→ **Short task**: Rewrite the part of the data that opens with its first line and closes with the line containing "x=277, y=83" as a Markdown table with the columns Row and Data line. Number each line, leave out blank lines, and omit the pictures.

## START

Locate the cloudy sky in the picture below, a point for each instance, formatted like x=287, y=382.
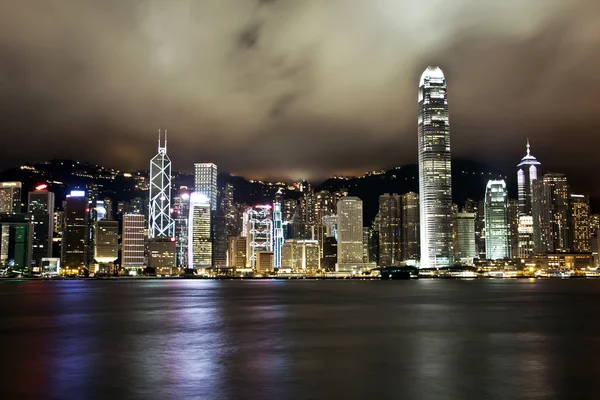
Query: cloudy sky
x=297, y=88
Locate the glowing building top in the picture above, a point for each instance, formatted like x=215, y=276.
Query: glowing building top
x=527, y=174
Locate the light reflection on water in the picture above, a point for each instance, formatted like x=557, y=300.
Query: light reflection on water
x=299, y=339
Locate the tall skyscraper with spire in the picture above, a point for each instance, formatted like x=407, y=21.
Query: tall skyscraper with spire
x=435, y=180
x=160, y=223
x=527, y=175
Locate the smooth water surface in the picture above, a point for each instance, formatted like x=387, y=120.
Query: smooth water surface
x=424, y=339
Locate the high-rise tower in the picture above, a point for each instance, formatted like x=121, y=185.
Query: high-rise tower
x=527, y=173
x=497, y=224
x=160, y=223
x=205, y=182
x=277, y=231
x=435, y=180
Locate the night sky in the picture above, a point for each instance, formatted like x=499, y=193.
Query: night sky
x=299, y=89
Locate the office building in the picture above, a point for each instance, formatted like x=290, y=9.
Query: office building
x=389, y=229
x=237, y=252
x=550, y=208
x=181, y=214
x=260, y=232
x=41, y=208
x=277, y=233
x=497, y=225
x=350, y=236
x=527, y=174
x=264, y=262
x=162, y=256
x=435, y=178
x=200, y=240
x=205, y=182
x=16, y=242
x=581, y=231
x=106, y=245
x=464, y=237
x=133, y=242
x=160, y=224
x=410, y=220
x=10, y=197
x=301, y=255
x=76, y=236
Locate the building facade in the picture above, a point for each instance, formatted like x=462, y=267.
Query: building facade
x=205, y=182
x=497, y=224
x=200, y=239
x=435, y=177
x=133, y=242
x=160, y=223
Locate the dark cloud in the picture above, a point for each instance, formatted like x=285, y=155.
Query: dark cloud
x=297, y=88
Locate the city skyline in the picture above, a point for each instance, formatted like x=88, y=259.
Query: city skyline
x=277, y=83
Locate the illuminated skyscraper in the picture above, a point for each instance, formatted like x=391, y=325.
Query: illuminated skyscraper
x=277, y=232
x=160, y=224
x=200, y=241
x=527, y=173
x=107, y=241
x=410, y=227
x=497, y=225
x=260, y=233
x=133, y=241
x=464, y=237
x=435, y=180
x=389, y=229
x=10, y=197
x=350, y=232
x=580, y=223
x=75, y=242
x=205, y=182
x=41, y=209
x=550, y=208
x=181, y=214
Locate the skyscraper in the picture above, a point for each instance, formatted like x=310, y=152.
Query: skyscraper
x=579, y=214
x=200, y=234
x=107, y=243
x=550, y=208
x=181, y=214
x=41, y=209
x=464, y=236
x=389, y=229
x=497, y=225
x=160, y=224
x=133, y=241
x=277, y=233
x=435, y=180
x=205, y=182
x=75, y=242
x=10, y=197
x=527, y=173
x=350, y=232
x=260, y=233
x=410, y=227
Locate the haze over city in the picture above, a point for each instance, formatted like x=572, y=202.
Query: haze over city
x=302, y=89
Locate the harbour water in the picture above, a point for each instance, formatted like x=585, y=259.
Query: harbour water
x=270, y=339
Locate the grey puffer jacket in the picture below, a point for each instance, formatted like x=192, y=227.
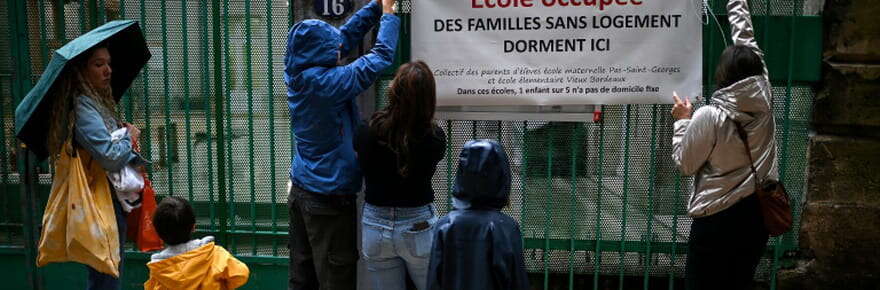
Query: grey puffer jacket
x=708, y=146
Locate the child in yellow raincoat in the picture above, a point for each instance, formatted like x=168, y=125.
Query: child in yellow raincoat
x=188, y=263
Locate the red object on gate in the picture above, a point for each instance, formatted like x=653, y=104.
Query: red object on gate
x=140, y=220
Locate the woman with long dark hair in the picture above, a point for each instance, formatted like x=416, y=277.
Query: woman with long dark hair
x=728, y=237
x=398, y=154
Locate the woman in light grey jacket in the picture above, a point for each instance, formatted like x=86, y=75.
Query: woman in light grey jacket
x=727, y=236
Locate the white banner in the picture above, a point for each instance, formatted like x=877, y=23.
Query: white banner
x=559, y=52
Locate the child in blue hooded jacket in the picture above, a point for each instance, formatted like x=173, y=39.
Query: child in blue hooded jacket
x=476, y=246
x=324, y=174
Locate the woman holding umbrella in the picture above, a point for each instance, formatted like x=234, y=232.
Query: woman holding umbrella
x=72, y=109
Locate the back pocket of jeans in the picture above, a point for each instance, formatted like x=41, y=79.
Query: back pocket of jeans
x=421, y=240
x=371, y=240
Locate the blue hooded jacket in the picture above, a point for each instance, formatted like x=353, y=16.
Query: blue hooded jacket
x=476, y=246
x=322, y=96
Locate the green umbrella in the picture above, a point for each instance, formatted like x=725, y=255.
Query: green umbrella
x=129, y=52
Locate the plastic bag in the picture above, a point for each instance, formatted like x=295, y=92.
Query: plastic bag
x=128, y=181
x=79, y=224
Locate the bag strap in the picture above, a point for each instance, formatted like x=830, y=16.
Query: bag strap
x=745, y=138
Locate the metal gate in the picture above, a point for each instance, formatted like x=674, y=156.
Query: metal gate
x=599, y=203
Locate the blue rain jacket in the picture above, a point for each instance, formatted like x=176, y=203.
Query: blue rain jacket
x=476, y=246
x=322, y=96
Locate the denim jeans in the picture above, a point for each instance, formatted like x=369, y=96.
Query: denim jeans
x=101, y=281
x=392, y=247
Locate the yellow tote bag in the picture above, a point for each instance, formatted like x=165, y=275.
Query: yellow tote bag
x=79, y=224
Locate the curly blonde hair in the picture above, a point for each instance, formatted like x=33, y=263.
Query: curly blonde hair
x=70, y=85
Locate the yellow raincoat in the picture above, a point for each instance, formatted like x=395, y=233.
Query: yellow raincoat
x=207, y=267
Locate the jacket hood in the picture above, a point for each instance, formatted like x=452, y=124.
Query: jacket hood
x=744, y=99
x=483, y=179
x=311, y=43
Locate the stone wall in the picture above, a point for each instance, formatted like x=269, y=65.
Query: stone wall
x=840, y=236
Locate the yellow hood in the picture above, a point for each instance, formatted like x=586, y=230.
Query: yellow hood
x=207, y=267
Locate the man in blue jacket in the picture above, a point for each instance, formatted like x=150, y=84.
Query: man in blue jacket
x=324, y=174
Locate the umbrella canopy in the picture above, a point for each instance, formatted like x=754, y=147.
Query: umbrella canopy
x=129, y=53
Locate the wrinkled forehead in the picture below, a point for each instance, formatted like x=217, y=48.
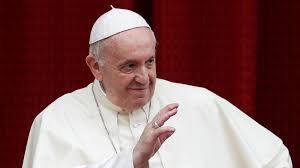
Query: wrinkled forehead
x=136, y=35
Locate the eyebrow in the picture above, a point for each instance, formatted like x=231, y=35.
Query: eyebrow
x=126, y=61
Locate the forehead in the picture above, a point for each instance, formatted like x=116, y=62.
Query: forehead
x=131, y=44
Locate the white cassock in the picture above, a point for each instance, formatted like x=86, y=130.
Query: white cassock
x=210, y=133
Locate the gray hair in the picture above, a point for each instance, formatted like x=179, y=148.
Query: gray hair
x=96, y=50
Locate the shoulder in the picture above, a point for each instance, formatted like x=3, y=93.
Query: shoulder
x=182, y=92
x=76, y=103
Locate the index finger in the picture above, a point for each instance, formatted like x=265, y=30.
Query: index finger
x=165, y=113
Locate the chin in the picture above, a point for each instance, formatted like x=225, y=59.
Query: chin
x=140, y=102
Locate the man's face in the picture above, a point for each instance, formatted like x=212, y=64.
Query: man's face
x=129, y=72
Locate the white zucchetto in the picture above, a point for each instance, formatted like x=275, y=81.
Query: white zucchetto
x=115, y=21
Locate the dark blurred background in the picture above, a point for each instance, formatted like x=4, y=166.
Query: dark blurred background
x=245, y=51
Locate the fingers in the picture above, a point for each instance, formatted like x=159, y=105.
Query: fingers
x=163, y=133
x=165, y=114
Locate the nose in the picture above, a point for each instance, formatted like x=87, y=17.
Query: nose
x=142, y=76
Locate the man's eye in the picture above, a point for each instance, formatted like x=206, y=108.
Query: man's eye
x=128, y=68
x=150, y=61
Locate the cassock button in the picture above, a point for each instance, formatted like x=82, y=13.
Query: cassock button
x=136, y=125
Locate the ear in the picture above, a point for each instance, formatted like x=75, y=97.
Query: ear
x=94, y=67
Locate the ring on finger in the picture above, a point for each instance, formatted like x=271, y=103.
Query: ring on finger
x=155, y=125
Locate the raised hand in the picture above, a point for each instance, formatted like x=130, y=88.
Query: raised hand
x=153, y=136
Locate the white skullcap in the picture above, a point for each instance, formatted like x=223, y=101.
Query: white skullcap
x=115, y=21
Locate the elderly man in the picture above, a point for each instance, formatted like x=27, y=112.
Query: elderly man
x=127, y=118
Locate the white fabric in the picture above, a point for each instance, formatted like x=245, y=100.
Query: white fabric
x=115, y=21
x=210, y=133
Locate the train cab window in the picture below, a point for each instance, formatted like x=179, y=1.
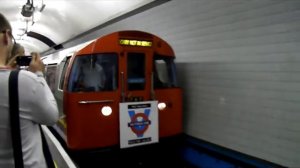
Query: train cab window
x=62, y=78
x=136, y=71
x=94, y=73
x=164, y=69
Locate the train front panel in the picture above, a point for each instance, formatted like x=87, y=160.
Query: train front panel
x=128, y=67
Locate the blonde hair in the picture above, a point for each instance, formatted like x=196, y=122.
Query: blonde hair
x=4, y=24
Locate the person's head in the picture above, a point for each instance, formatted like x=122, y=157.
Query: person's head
x=6, y=39
x=17, y=50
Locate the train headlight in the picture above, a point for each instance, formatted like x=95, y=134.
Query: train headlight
x=106, y=110
x=161, y=106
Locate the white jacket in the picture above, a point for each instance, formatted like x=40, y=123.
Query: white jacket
x=37, y=106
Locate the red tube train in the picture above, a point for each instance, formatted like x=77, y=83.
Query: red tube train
x=120, y=89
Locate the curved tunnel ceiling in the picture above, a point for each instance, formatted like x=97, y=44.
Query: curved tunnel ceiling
x=57, y=21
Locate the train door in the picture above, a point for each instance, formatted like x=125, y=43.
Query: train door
x=138, y=112
x=136, y=76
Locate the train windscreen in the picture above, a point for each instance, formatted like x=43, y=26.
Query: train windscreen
x=94, y=73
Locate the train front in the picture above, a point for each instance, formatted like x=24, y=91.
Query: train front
x=121, y=90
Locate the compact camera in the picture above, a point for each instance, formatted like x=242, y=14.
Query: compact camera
x=24, y=60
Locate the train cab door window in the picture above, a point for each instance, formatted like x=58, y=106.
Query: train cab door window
x=62, y=78
x=164, y=75
x=50, y=76
x=136, y=71
x=94, y=73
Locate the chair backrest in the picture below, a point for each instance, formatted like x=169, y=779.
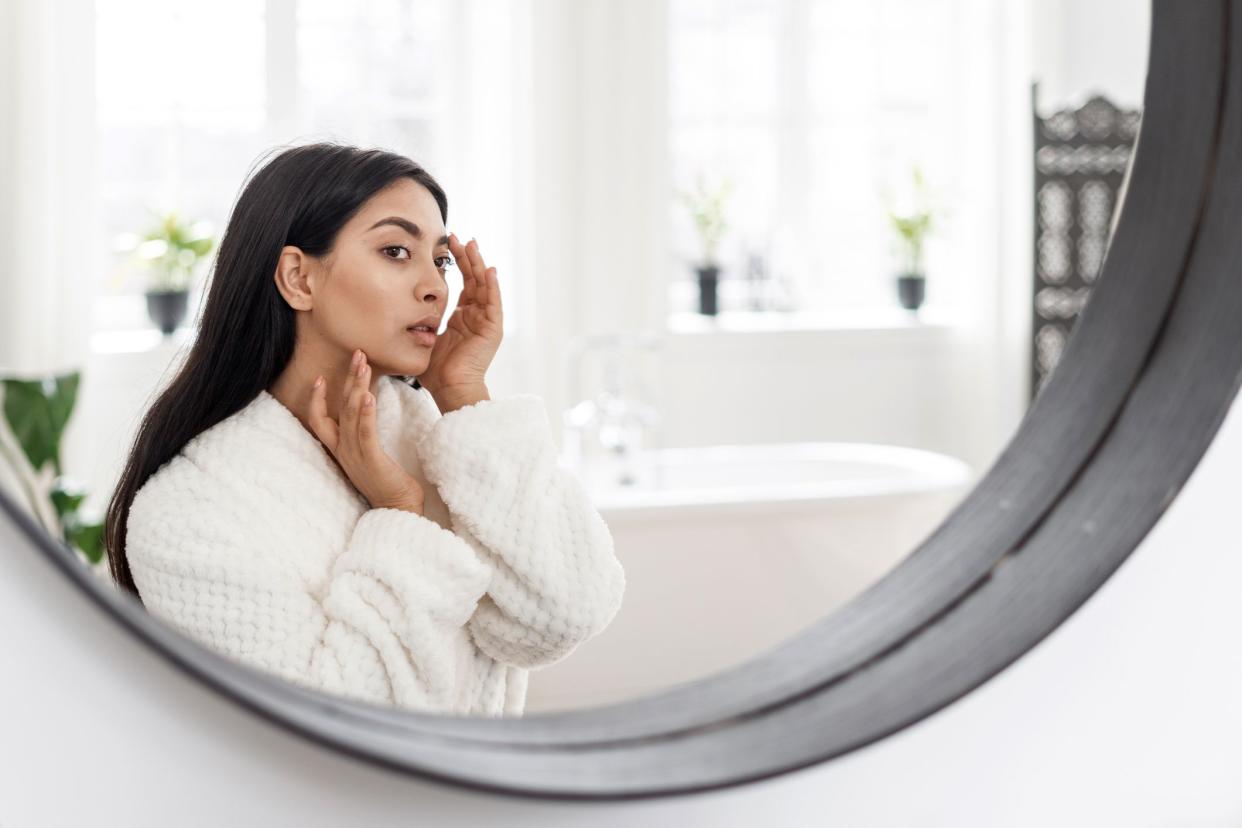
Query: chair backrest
x=1081, y=160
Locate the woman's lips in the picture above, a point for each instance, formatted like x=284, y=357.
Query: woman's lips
x=422, y=337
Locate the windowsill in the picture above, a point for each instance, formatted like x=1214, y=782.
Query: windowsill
x=848, y=319
x=138, y=340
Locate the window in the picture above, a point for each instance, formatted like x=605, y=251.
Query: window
x=191, y=94
x=817, y=111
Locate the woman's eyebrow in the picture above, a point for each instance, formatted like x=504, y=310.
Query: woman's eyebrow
x=407, y=226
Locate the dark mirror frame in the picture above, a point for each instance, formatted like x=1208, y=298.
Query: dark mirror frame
x=1148, y=375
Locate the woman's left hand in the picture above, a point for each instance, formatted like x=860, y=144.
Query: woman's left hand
x=463, y=353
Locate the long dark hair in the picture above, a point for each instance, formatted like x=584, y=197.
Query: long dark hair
x=246, y=330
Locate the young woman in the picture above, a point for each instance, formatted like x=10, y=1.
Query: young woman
x=294, y=502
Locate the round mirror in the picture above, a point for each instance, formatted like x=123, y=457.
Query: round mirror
x=776, y=351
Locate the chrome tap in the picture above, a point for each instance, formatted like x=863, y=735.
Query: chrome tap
x=606, y=435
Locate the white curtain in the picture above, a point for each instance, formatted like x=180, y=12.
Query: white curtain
x=46, y=184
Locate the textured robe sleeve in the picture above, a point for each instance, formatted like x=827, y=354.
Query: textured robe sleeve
x=557, y=580
x=379, y=630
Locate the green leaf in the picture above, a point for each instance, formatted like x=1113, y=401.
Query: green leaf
x=88, y=539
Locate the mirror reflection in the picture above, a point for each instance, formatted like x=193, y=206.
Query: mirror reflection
x=511, y=356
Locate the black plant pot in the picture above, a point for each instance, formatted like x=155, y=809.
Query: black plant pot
x=167, y=308
x=708, y=278
x=909, y=289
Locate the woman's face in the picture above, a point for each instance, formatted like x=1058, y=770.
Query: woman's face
x=384, y=274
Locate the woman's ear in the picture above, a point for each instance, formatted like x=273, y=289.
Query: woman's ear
x=292, y=278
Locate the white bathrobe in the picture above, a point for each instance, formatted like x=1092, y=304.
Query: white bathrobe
x=255, y=543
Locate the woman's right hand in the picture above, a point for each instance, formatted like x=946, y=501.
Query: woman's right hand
x=355, y=446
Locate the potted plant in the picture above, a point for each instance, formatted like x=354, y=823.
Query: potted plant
x=912, y=227
x=172, y=250
x=707, y=209
x=35, y=415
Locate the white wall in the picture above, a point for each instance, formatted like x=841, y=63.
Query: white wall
x=1125, y=715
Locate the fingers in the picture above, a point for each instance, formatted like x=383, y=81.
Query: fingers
x=466, y=267
x=480, y=283
x=324, y=427
x=359, y=382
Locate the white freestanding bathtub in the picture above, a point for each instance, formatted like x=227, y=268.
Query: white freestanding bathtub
x=730, y=550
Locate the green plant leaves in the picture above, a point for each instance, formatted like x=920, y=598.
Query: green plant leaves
x=37, y=411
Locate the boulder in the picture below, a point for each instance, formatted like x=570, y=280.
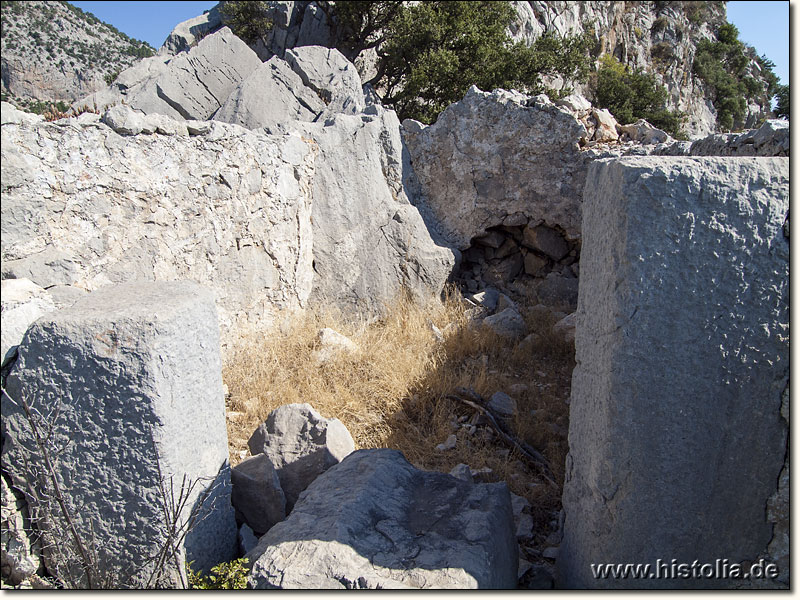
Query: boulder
x=333, y=77
x=643, y=132
x=370, y=242
x=606, y=130
x=256, y=494
x=228, y=208
x=375, y=521
x=332, y=344
x=682, y=349
x=301, y=444
x=20, y=551
x=289, y=99
x=508, y=323
x=116, y=379
x=21, y=303
x=497, y=154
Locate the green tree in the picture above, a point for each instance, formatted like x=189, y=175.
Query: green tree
x=631, y=95
x=782, y=95
x=249, y=20
x=429, y=54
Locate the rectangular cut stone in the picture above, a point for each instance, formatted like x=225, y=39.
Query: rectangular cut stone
x=676, y=437
x=134, y=373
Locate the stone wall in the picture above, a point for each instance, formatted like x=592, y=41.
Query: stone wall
x=677, y=438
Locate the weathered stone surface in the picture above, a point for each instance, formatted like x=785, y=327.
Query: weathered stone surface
x=21, y=303
x=20, y=551
x=270, y=96
x=507, y=323
x=495, y=154
x=333, y=77
x=301, y=444
x=546, y=240
x=186, y=34
x=370, y=242
x=257, y=495
x=229, y=208
x=375, y=521
x=332, y=343
x=676, y=438
x=643, y=132
x=606, y=129
x=138, y=385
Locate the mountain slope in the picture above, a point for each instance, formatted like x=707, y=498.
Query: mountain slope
x=53, y=51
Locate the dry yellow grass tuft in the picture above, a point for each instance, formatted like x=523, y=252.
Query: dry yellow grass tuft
x=392, y=391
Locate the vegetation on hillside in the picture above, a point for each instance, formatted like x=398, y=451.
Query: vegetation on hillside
x=723, y=66
x=632, y=94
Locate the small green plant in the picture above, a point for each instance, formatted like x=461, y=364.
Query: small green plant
x=225, y=576
x=631, y=95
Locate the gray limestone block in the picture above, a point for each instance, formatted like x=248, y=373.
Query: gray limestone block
x=334, y=78
x=271, y=95
x=375, y=521
x=301, y=444
x=257, y=495
x=129, y=378
x=682, y=349
x=198, y=82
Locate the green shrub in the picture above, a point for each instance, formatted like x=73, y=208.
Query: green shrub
x=225, y=576
x=249, y=20
x=631, y=95
x=432, y=52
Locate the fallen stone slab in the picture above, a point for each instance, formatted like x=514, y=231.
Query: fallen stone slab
x=682, y=349
x=129, y=376
x=375, y=521
x=301, y=444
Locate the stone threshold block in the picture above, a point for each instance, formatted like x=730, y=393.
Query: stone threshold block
x=129, y=380
x=676, y=436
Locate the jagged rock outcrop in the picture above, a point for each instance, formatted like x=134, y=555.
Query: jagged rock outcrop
x=228, y=208
x=191, y=85
x=375, y=521
x=657, y=37
x=54, y=51
x=127, y=385
x=676, y=432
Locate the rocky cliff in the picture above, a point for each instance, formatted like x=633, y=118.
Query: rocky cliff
x=53, y=51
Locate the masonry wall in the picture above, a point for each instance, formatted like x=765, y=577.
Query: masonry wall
x=676, y=435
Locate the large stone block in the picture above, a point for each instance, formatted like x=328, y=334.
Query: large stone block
x=128, y=380
x=375, y=521
x=676, y=437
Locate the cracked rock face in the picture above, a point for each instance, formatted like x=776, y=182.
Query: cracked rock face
x=676, y=437
x=374, y=521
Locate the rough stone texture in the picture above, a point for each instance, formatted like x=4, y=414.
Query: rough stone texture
x=370, y=242
x=257, y=495
x=21, y=303
x=301, y=444
x=187, y=34
x=230, y=209
x=333, y=77
x=507, y=323
x=676, y=437
x=495, y=154
x=375, y=521
x=190, y=85
x=332, y=344
x=136, y=372
x=272, y=95
x=20, y=552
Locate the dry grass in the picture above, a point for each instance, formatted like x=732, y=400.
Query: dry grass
x=392, y=392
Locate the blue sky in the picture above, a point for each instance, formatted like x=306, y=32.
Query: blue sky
x=764, y=25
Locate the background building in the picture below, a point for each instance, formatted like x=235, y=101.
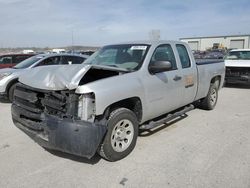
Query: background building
x=221, y=42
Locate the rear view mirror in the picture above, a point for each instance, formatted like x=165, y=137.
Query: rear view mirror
x=159, y=66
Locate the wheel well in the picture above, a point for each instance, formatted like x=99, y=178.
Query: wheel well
x=216, y=80
x=133, y=104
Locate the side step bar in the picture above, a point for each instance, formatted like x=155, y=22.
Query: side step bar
x=153, y=124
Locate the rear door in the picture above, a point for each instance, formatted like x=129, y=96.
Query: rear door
x=189, y=75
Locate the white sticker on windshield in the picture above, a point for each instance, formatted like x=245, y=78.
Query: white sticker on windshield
x=138, y=48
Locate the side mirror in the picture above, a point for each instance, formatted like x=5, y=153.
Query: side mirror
x=159, y=66
x=231, y=57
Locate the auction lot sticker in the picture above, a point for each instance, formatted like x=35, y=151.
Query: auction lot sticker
x=138, y=47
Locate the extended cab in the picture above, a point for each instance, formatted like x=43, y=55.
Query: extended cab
x=101, y=105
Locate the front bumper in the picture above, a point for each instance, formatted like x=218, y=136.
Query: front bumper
x=76, y=137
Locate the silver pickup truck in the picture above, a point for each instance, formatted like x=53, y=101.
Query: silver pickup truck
x=100, y=106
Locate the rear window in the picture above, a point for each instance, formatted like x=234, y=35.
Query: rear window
x=6, y=60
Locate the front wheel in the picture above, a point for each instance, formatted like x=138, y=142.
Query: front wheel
x=121, y=136
x=209, y=102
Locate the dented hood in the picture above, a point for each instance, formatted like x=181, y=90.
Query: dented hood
x=55, y=77
x=60, y=77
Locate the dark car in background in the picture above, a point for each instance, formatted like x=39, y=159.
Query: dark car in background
x=10, y=60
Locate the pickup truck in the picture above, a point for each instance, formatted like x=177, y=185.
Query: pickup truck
x=237, y=64
x=101, y=105
x=9, y=76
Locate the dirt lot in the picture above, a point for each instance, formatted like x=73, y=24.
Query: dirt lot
x=205, y=149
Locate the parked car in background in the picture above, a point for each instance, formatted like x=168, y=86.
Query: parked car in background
x=237, y=64
x=214, y=55
x=10, y=60
x=9, y=76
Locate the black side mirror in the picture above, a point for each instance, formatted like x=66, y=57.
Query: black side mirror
x=159, y=66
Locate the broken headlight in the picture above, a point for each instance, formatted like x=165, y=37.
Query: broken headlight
x=86, y=107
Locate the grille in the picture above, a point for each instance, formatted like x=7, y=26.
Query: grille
x=36, y=102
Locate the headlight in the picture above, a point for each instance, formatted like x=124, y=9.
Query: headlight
x=3, y=75
x=86, y=107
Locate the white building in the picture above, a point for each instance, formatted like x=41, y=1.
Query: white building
x=229, y=42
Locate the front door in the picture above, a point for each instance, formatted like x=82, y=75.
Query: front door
x=189, y=76
x=163, y=90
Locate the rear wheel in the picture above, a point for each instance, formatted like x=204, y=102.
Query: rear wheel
x=11, y=92
x=209, y=102
x=121, y=136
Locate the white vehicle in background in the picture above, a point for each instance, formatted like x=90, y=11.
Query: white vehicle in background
x=237, y=64
x=58, y=51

## END

→ **Result of the task**:
| Row | Data line |
|---|---|
| 1 | Locate the cloudy sky in the picture below, a point for each instance, formatted like x=287, y=382. |
| 2 | Query: cloudy sky |
| 3 | x=297, y=88 |
| 4 | Locate the glowing building top in the picture above, a point for each instance, formatted like x=215, y=276. |
| 5 | Query: glowing building top |
| 6 | x=527, y=174 |
| 7 | Locate the light reflection on water in the picture above, a point for each instance, formatted like x=557, y=300. |
| 8 | Query: light reflection on water |
| 9 | x=299, y=339 |
| 10 | Locate the tall skyscraper with spire in the picture above, a point for each instance, formatted like x=407, y=21. |
| 11 | Query: tall skyscraper with spire |
| 12 | x=435, y=180 |
| 13 | x=160, y=223 |
| 14 | x=527, y=175 |
| 15 | Locate the smooth water surface in the picture above, a point for each instance, formatted like x=387, y=120. |
| 16 | Query: smooth water surface |
| 17 | x=424, y=339 |
| 18 | Locate the high-rise tower in the picture above, a point for each instance, formatted like x=121, y=185. |
| 19 | Query: high-rise tower |
| 20 | x=527, y=173 |
| 21 | x=497, y=224 |
| 22 | x=160, y=223 |
| 23 | x=205, y=182 |
| 24 | x=277, y=231 |
| 25 | x=435, y=180 |
| 26 | Locate the night sky in the picture above, a point for each instance, formatted like x=499, y=193. |
| 27 | Query: night sky |
| 28 | x=299, y=89 |
| 29 | Locate the office building in the picture above, a point for each instance, formatted like x=290, y=9. |
| 30 | Query: office building |
| 31 | x=389, y=229 |
| 32 | x=237, y=252 |
| 33 | x=550, y=208 |
| 34 | x=181, y=214 |
| 35 | x=260, y=232 |
| 36 | x=41, y=208 |
| 37 | x=277, y=233 |
| 38 | x=497, y=225 |
| 39 | x=350, y=236 |
| 40 | x=527, y=174 |
| 41 | x=264, y=262 |
| 42 | x=162, y=256 |
| 43 | x=435, y=178 |
| 44 | x=200, y=240 |
| 45 | x=205, y=182 |
| 46 | x=16, y=242 |
| 47 | x=581, y=231 |
| 48 | x=106, y=245 |
| 49 | x=464, y=237 |
| 50 | x=133, y=242 |
| 51 | x=160, y=224 |
| 52 | x=410, y=220 |
| 53 | x=10, y=197 |
| 54 | x=301, y=255 |
| 55 | x=76, y=236 |
| 56 | Locate the building facade in the picture above, a point for each instance, formatted like x=462, y=267. |
| 57 | Query: building facade |
| 58 | x=205, y=182 |
| 59 | x=497, y=224 |
| 60 | x=200, y=239 |
| 61 | x=435, y=177 |
| 62 | x=133, y=242 |
| 63 | x=160, y=223 |
| 64 | Locate the dark cloud in the picture above, a point for each instance, formatted like x=285, y=155. |
| 65 | Query: dark cloud |
| 66 | x=297, y=88 |
| 67 | Locate the city skyline in the picture above, a point for each instance, formatted like x=88, y=259. |
| 68 | Query: city skyline |
| 69 | x=277, y=83 |